TO BE DONE:
a: In the passage on the Tudor Pelagos FXD, reproduce the text from "After languishing for" to "120-notch rotating bezel.", replacing "French Navy" with "Marine Nationale".
b: Continue the passage on the Tudor Pelagos FXD from its final sentence.

======== EXTRACT

OceanicTime Archives


TUDOR Pelagos FXD [Marine Nationale Edition]

After languishing for half a decade, a new PELAGOS reconfigured and optimized for the French Special Forces arises from the deep!

Tudor cements its long lasting association with the French military; one that spanned three decades from the ‘50s and their creation of one of the earliest modern professional divers' watches to the ‘80s, when they were regular suppliers to the French Navy.

This is the Pelagos FXD, co-developed for and by a specialist unit of the French Navy; 

it was designed for underwater navigation and is optimized for professional use with the addition of extra robust fixed strap bars, a Tudor military specification known as FXD.

Another feature specific to this model is the 120-notch rotating bezel. 

Bidirectional with retrograde graduation from 60 to 0, it does not correspond to the ISO 6425:2018 standard of divers' watches, but instead meets the specific needs of the method known as “underwater navigation”, one of the specialties of combat swimmers.

Underwater navigation consists of reaching a precise location by sea, without surfacing, by following a meticulously planned route. 

Divers carry out this underwater navigation in pairs, connected to one another by a strap known as a "life line", and complete a series of straight swims guided by a magnetic compass.

================
======== SUPPLIED DATA

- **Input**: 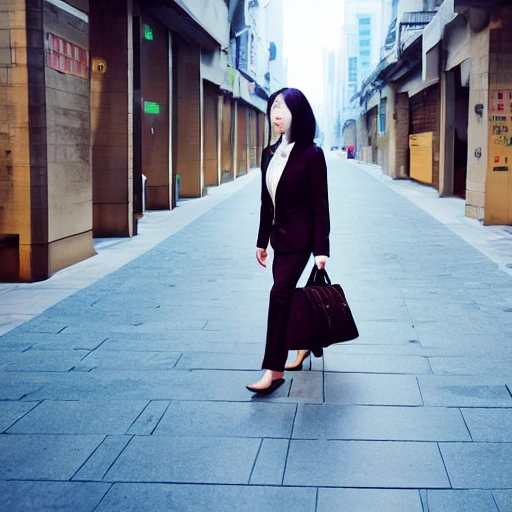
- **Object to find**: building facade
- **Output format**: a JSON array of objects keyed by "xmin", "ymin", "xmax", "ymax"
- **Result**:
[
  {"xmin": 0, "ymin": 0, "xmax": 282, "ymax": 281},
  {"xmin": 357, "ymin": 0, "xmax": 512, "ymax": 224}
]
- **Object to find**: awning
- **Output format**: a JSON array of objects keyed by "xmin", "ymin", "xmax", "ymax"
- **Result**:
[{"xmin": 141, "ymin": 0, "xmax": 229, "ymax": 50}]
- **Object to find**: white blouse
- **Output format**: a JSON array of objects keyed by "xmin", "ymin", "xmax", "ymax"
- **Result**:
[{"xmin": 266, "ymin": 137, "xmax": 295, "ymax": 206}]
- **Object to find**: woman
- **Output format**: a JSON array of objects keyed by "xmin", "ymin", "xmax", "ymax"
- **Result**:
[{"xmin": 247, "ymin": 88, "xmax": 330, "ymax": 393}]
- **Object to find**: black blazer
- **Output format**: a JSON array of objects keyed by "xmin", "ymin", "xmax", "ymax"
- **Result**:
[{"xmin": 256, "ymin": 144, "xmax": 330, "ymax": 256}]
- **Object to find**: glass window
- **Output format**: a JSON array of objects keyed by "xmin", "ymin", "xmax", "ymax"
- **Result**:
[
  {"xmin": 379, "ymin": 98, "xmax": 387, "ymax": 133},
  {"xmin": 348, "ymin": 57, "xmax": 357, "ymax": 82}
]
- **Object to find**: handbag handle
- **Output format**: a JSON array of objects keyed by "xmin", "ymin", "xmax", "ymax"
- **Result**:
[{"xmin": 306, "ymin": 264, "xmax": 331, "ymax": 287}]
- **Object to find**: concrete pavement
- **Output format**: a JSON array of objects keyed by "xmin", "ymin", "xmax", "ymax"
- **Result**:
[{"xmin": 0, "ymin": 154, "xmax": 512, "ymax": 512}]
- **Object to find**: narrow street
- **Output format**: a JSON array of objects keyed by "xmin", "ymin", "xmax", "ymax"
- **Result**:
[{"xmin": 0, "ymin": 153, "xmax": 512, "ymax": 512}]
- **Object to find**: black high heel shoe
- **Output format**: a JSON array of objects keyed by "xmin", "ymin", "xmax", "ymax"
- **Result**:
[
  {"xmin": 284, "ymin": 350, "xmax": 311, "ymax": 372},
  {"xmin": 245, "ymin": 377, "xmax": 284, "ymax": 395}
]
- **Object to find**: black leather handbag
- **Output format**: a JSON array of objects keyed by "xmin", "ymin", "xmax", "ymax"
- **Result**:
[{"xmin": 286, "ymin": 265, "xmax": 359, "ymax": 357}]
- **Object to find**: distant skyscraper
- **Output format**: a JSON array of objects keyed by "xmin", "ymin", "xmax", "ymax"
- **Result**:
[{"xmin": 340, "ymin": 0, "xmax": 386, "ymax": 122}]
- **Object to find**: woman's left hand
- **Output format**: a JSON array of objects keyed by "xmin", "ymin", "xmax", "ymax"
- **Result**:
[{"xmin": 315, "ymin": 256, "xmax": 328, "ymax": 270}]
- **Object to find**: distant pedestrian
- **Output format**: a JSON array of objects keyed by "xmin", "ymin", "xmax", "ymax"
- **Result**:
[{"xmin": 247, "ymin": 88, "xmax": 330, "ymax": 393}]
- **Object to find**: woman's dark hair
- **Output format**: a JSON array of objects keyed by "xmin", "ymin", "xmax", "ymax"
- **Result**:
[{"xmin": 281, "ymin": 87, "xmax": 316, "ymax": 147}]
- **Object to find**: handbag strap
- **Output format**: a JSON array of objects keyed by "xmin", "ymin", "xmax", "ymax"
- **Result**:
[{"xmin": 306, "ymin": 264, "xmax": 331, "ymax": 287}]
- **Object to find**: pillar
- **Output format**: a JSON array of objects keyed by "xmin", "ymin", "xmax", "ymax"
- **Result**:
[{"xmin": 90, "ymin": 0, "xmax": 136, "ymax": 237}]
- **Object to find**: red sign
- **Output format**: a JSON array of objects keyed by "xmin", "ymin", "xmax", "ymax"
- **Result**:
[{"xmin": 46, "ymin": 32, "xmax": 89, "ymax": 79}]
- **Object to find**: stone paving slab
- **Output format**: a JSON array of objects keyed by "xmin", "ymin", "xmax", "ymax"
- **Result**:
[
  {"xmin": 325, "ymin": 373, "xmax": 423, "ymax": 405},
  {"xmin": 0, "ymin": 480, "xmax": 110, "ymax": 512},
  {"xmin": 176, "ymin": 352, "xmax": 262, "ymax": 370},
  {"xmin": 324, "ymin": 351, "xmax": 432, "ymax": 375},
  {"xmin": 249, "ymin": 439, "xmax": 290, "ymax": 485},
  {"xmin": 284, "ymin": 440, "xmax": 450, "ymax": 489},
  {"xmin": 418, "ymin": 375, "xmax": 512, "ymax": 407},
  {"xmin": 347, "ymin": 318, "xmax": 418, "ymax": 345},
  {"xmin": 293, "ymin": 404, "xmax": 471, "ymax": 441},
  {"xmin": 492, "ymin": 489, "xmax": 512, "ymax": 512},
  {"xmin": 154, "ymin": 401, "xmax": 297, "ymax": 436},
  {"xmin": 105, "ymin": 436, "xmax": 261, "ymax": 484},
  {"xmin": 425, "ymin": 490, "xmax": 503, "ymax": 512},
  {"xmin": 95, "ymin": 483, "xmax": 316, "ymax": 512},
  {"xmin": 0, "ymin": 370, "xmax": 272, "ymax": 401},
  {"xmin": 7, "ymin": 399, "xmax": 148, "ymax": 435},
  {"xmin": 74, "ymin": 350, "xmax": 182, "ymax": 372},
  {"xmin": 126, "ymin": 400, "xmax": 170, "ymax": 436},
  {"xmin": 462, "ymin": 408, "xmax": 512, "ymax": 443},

================

ANSWERS TO THE TASKS:
a:
After languishing for half a decade, a new PELAGOS reconfigured and optimized for the French Special Forces arises from the deep!

Tudor cements its long lasting association with the French military; one that spanned three decades from the ‘50s and their creation of one of the earliest modern professional divers' watches to the ‘80s, when they were regular suppliers to the Marine Nationale.

This is the Pelagos FXD, co-developed for and by a specialist unit of the Marine Nationale; 

it was designed for underwater navigation and is optimized for professional use with the addition of extra robust fixed strap bars, a Tudor military specification known as FXD.

Another feature specific to this model is the 120-notch rotating bezel.

b:
The new Pelagos FXD is a technical diver’s watch now meeting a unique set of specifications that was developed in conjunction with the French Navy's combat swimmers, the prestigious Commando Hubert; and like those fearless Special Forces chaps; you too can own an FXD designation Pelagos.

Tudor rejoined forces with the Marine Nationale (French Navy) brand this year, continuing a partnership that dates back to 1956. 

Back then, the Groupe d’Étude et de Recherches Sous-Marines (G.E.R.S.), a scientific body attached to the French Navy and based in Toulon, took delivery of some Oyster Prince Submariner watches in order to assess them in real-life situations.

Today, the most famous Tudor divers’ watch used by the French Navy is the reference 9401, with its iconic blue dial and bezel. 

Engraved on its case-back are the initials "M.N." followed by the year of issue, the watches were delivered in two configurations, "Snowflake" hands and hour markers and later, with triangular hour markers.

This model was launched in the mid-'70s and was supplied to the French Navy until the 1980s.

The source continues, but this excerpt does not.